• WHAT IS NEEDED
Set out as a numbered list the lines from the one containing "mask job: **man's face**" up to and including the one containing "Give the mask of every instance of the **man's face**.". Leave out any blank lines.
%%
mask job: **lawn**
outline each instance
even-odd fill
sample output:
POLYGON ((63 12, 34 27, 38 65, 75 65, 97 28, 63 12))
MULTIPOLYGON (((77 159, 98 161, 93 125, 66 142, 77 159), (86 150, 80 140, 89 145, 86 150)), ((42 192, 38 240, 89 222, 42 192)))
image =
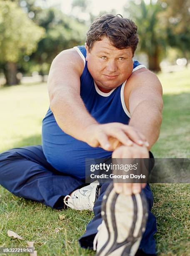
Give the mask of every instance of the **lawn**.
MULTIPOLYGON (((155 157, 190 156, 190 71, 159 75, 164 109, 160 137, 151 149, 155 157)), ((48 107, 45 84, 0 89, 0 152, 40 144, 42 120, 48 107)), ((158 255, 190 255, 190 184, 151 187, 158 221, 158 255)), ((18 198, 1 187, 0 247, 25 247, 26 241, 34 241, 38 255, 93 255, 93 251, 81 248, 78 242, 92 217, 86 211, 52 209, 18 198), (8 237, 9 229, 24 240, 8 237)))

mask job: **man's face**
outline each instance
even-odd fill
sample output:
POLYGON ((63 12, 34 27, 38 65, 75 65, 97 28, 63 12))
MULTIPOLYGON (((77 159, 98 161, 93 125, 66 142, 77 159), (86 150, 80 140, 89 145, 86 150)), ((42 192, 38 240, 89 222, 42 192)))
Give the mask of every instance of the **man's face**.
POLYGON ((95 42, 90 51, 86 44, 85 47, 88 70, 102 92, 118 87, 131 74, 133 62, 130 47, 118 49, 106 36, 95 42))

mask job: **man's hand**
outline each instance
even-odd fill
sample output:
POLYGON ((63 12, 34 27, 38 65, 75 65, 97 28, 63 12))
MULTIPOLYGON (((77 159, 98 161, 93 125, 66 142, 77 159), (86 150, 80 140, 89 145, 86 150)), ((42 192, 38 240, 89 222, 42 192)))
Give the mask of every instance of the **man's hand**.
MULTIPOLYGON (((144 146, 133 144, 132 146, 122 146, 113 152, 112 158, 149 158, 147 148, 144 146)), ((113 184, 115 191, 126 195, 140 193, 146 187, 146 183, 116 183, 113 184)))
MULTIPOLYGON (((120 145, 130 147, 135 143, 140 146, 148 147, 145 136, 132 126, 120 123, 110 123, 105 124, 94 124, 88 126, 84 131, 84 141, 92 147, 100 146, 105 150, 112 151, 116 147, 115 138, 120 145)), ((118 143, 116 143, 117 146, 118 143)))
%%
• SOLUTION TO THE EXERCISE
1. mask job: **man's face**
2. outline each instance
3. even-odd fill
4. sample output:
5. POLYGON ((63 12, 34 27, 38 65, 75 65, 97 28, 63 12))
6. MULTIPOLYGON (((77 159, 98 161, 93 125, 66 142, 77 159), (86 150, 80 140, 89 145, 86 150)), ((42 192, 38 240, 89 222, 42 192)))
7. Give the mask of every instance of the **man's face**.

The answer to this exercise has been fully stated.